**Exercise directions:**
Reproduce the listing from the line with "green grass, one" up to and including the line with "(1312, 387)", with the requests unchanged and every answer coordinate multiplied by 0.2 and rounded to a whole number, halves going up. Give only those lines.
## Start Data shown
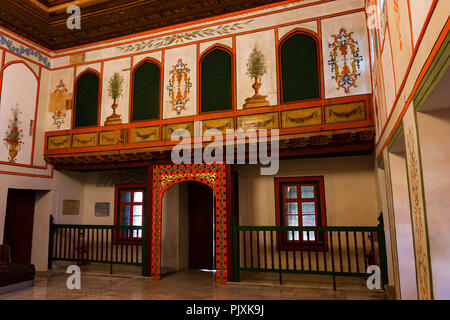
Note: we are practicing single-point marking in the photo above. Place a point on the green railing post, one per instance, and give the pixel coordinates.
(50, 244)
(236, 251)
(382, 249)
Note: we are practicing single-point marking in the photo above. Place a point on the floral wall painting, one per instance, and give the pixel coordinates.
(346, 56)
(345, 60)
(14, 135)
(115, 91)
(256, 68)
(19, 90)
(179, 86)
(60, 102)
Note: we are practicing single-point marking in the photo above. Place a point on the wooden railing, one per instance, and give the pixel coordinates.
(344, 251)
(96, 244)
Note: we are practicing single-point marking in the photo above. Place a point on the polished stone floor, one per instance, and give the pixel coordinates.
(96, 283)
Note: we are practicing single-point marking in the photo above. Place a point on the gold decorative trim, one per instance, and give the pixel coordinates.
(145, 134)
(58, 142)
(419, 224)
(259, 121)
(84, 140)
(169, 129)
(346, 112)
(219, 124)
(301, 117)
(167, 179)
(110, 138)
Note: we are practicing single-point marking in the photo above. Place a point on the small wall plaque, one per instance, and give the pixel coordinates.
(102, 209)
(71, 207)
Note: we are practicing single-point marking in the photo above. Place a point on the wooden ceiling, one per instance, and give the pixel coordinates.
(44, 21)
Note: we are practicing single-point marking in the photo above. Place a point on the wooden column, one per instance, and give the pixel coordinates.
(231, 212)
(148, 223)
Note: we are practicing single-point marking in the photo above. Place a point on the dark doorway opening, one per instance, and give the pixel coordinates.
(18, 232)
(201, 227)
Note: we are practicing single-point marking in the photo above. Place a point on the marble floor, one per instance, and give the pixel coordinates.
(96, 283)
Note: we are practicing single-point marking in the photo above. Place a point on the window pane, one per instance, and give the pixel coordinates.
(292, 221)
(138, 196)
(307, 192)
(126, 210)
(290, 192)
(137, 210)
(291, 208)
(312, 236)
(309, 220)
(126, 196)
(125, 220)
(308, 207)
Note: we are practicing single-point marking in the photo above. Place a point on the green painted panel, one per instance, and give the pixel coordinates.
(86, 109)
(216, 81)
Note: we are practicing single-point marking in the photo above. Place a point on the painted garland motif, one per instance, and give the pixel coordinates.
(214, 176)
(345, 60)
(161, 42)
(179, 86)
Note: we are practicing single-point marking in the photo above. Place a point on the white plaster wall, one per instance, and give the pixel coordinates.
(419, 12)
(157, 55)
(19, 87)
(92, 194)
(350, 190)
(39, 141)
(95, 66)
(400, 38)
(434, 130)
(403, 227)
(389, 88)
(387, 230)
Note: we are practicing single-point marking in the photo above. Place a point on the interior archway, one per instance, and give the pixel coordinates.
(188, 228)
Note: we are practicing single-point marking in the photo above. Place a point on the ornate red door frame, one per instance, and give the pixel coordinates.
(214, 176)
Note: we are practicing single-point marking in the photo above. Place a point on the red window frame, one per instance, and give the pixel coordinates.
(119, 204)
(283, 243)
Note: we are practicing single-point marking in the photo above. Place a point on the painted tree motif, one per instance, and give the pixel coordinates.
(345, 60)
(60, 102)
(14, 135)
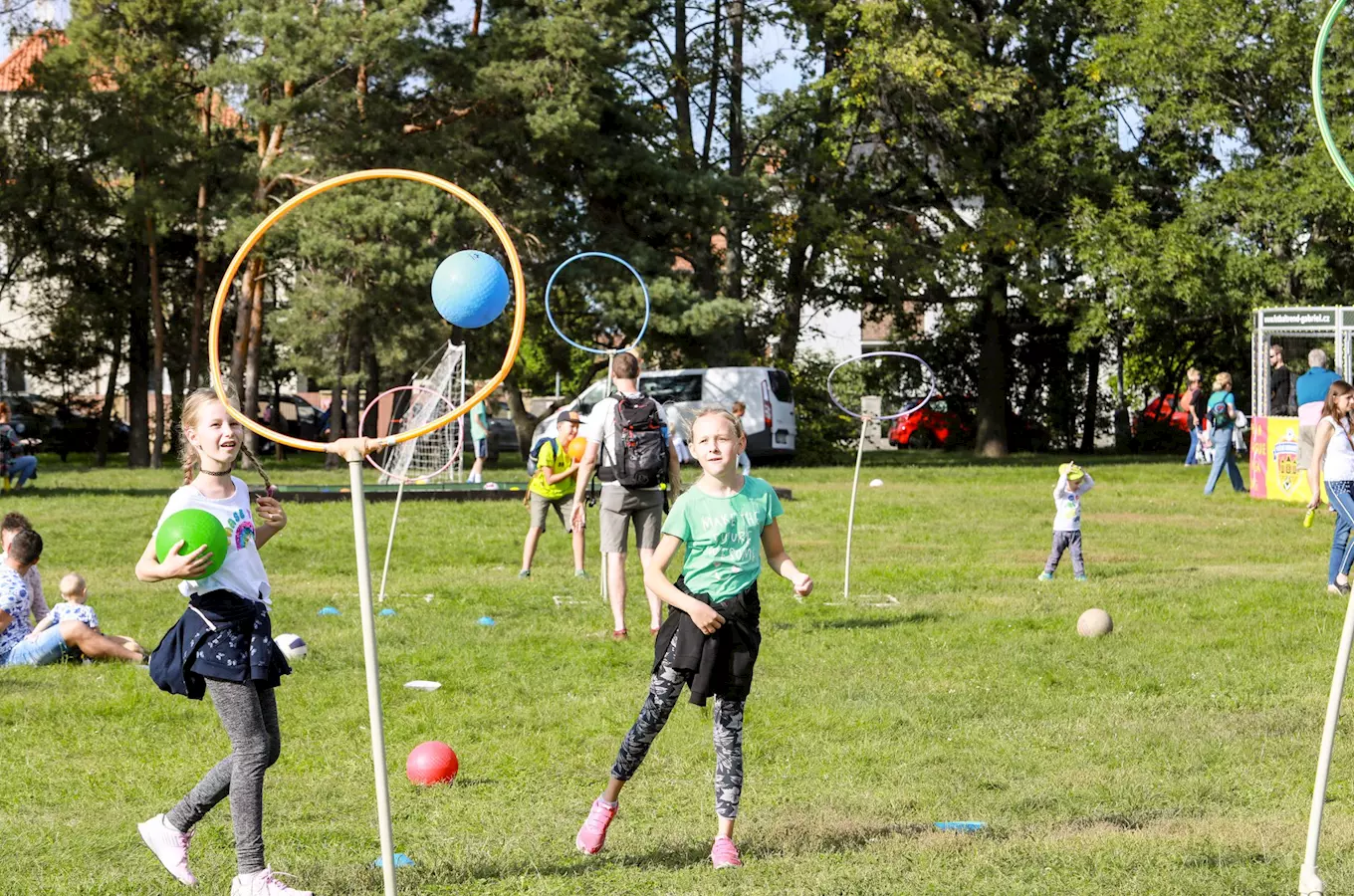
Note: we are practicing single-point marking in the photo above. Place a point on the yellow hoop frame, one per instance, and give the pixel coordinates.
(288, 207)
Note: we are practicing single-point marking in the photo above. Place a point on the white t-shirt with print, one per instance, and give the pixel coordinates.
(243, 572)
(1070, 504)
(79, 612)
(600, 431)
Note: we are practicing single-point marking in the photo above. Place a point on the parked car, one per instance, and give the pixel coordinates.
(944, 422)
(292, 416)
(766, 390)
(950, 421)
(63, 428)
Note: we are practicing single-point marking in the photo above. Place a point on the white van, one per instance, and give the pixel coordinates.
(766, 390)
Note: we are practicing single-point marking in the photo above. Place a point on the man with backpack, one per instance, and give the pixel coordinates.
(631, 448)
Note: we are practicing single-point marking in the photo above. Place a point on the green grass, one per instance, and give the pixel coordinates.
(1173, 757)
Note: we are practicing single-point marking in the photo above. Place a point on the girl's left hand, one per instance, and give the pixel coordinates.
(271, 513)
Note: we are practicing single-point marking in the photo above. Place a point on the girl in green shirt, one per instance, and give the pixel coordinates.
(711, 635)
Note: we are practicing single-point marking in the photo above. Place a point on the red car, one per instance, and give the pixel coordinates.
(936, 425)
(1163, 411)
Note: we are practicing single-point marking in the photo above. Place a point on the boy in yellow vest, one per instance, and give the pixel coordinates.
(553, 486)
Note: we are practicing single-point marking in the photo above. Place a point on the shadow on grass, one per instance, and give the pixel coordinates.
(877, 621)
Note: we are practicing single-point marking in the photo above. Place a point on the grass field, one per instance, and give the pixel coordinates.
(1173, 757)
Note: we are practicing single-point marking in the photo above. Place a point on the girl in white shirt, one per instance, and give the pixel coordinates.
(1332, 458)
(222, 644)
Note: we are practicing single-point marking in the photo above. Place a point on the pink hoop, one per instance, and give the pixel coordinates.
(361, 425)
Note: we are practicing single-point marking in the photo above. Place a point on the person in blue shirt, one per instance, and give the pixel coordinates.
(1222, 416)
(1312, 387)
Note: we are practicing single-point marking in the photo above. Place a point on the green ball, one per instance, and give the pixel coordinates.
(194, 528)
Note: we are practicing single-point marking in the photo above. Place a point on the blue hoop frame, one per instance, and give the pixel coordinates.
(931, 391)
(593, 348)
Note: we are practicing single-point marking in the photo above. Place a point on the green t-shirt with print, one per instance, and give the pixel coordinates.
(723, 537)
(480, 421)
(556, 460)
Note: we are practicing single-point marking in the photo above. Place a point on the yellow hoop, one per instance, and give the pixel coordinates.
(282, 211)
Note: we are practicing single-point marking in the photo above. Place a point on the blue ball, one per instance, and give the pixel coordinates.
(470, 289)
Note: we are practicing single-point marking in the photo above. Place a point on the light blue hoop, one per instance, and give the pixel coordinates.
(593, 348)
(931, 388)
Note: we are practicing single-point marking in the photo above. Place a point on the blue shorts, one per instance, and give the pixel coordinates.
(45, 650)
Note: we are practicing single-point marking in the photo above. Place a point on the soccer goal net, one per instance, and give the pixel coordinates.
(436, 456)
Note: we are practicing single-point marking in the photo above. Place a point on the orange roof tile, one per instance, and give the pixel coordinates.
(17, 71)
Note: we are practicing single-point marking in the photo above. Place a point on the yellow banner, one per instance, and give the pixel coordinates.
(1274, 474)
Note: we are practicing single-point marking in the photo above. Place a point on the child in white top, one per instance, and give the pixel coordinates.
(221, 644)
(1072, 482)
(74, 595)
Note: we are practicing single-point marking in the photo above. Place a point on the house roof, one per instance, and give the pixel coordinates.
(17, 75)
(17, 71)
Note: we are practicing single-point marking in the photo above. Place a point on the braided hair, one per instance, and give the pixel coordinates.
(191, 462)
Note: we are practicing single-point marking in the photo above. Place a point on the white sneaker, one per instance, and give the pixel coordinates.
(264, 884)
(169, 846)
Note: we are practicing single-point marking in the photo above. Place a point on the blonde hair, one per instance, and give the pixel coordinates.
(717, 411)
(192, 406)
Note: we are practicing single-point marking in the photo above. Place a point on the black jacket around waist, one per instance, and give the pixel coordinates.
(220, 635)
(721, 663)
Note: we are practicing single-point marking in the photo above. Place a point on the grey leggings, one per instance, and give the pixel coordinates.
(664, 691)
(1066, 542)
(249, 716)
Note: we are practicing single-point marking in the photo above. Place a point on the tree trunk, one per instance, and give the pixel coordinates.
(138, 357)
(157, 368)
(336, 429)
(199, 282)
(244, 312)
(1093, 358)
(254, 361)
(177, 375)
(352, 407)
(110, 395)
(992, 373)
(681, 82)
(372, 368)
(522, 420)
(737, 166)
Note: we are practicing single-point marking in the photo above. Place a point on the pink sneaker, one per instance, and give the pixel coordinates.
(725, 854)
(592, 835)
(264, 884)
(169, 846)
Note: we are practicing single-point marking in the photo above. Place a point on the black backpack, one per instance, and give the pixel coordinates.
(534, 456)
(640, 444)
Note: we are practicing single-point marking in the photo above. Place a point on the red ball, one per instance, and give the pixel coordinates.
(432, 763)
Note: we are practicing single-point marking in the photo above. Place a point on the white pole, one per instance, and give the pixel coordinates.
(390, 542)
(1309, 881)
(368, 647)
(605, 568)
(461, 421)
(850, 518)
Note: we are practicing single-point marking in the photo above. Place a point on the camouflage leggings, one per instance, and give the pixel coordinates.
(729, 735)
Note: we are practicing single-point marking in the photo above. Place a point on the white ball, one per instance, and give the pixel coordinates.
(292, 646)
(1094, 623)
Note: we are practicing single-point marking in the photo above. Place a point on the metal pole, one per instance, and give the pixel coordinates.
(1309, 881)
(390, 542)
(368, 648)
(850, 518)
(605, 568)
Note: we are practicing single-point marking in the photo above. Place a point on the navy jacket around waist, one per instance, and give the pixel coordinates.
(721, 663)
(222, 636)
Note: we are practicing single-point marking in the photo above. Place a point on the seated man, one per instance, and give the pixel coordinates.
(18, 644)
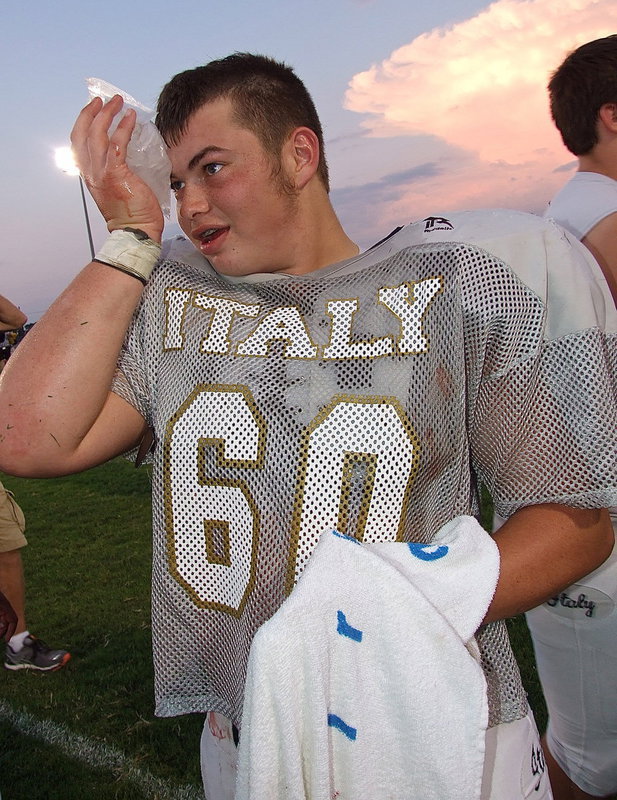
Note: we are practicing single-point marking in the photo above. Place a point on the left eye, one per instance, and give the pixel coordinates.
(212, 169)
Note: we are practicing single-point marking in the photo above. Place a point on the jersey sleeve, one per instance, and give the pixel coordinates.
(131, 379)
(543, 418)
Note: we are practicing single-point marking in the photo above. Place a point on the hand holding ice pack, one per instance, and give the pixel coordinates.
(146, 153)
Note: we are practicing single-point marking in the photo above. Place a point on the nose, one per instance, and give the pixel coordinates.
(193, 200)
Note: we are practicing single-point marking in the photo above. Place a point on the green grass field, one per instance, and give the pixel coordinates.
(88, 730)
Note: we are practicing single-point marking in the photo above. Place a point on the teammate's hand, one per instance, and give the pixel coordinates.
(123, 199)
(8, 618)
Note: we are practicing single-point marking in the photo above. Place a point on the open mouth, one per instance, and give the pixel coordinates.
(210, 235)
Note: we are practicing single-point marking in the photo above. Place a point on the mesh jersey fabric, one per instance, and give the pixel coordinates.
(586, 199)
(369, 397)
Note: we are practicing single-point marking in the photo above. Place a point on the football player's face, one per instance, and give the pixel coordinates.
(231, 204)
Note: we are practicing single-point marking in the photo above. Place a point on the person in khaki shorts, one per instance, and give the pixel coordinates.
(24, 651)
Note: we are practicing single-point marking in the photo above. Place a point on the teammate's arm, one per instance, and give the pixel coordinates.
(602, 241)
(544, 549)
(11, 317)
(57, 413)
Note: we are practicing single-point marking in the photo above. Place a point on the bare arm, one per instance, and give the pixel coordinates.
(11, 317)
(543, 550)
(602, 241)
(57, 413)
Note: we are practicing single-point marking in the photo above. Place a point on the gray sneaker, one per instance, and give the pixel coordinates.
(35, 654)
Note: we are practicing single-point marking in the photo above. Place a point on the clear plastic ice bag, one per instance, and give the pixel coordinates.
(146, 153)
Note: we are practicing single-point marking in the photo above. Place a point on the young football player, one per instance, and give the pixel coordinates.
(292, 384)
(575, 633)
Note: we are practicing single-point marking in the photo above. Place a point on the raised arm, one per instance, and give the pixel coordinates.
(544, 549)
(58, 415)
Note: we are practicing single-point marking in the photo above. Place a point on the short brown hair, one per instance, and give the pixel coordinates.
(268, 99)
(578, 89)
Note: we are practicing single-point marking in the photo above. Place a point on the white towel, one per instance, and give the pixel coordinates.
(361, 686)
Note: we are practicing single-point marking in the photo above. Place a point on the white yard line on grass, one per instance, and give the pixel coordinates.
(94, 754)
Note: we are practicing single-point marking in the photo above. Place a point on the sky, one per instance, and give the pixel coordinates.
(426, 107)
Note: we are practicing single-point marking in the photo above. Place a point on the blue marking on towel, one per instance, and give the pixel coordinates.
(344, 536)
(427, 552)
(345, 629)
(346, 730)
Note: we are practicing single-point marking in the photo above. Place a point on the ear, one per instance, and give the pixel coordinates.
(303, 155)
(607, 116)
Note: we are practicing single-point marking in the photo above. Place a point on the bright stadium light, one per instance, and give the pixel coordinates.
(66, 162)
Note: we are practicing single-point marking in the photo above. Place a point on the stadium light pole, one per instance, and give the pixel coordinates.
(66, 163)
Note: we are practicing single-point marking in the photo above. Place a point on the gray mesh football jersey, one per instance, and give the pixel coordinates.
(371, 396)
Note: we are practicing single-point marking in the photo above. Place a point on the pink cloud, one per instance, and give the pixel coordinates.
(480, 86)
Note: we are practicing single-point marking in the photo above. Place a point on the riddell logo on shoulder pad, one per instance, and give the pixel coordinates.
(437, 224)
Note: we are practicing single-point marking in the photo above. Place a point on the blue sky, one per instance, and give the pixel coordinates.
(426, 107)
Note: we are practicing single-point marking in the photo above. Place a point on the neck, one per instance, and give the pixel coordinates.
(602, 159)
(320, 238)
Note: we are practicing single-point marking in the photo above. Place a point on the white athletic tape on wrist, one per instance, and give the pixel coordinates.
(130, 250)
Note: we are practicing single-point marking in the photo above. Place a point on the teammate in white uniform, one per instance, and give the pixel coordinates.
## End Data shown
**The output:**
Note: we are practicing single-point marking in the photo above. Place a point on the green grass, one per instance, and give the pixel coordinates.
(235, 151)
Note: we are practicing single-point marking in the photo above. Place a point on the girl's left hand, one per instance, and give the pixel coordinates.
(54, 103)
Note: we are practicing single-point marking in the photo above. Place a point on the girl in green shirt, one per instance, and give the pixel coordinates.
(142, 127)
Note: we are practicing single-point marking in the photo above. Place a point on the red car, one per instance, and give the pixel coordinates.
(187, 85)
(233, 82)
Note: we are practicing single-point marking in the photo above. Place a point on the boy in yellow vest, one per instance, and give the pixel coordinates.
(111, 97)
Note: we are practicing single-point marking in the photo above. Place a point on the shadow on grass, one per instance, and give the pixel coordinates.
(175, 124)
Note: we are practicing single-point marking in the photo above. Place a point on the grass field, one per instance, and give the pixel coordinates.
(235, 151)
Note: we are practicing single-point marking in the photo above. Place a point on the girl in white shirt, one per instance, and give the pixel coordinates.
(266, 92)
(44, 129)
Note: we are practicing single-point marking in the photo above. Place a point on the pink hoop, one per instance, and give the pixel coordinates.
(72, 85)
Note: we are practicing single-point marking in the photo above. Place a point on the person in blue shirt, one per instance, and give the pixel coordinates.
(244, 83)
(262, 77)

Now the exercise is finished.